Source data
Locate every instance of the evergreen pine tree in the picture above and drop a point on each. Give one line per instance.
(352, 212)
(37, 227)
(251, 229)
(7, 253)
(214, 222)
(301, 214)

**SET EXERCISE**
Copy out all of the records above word for word, keeping each line as it appears.

**TASK ANSWER**
Locate every instance of the evergreen pine tree in the picture above and drop a point on each. Give one line per instance.
(352, 212)
(37, 227)
(251, 229)
(7, 253)
(214, 222)
(301, 214)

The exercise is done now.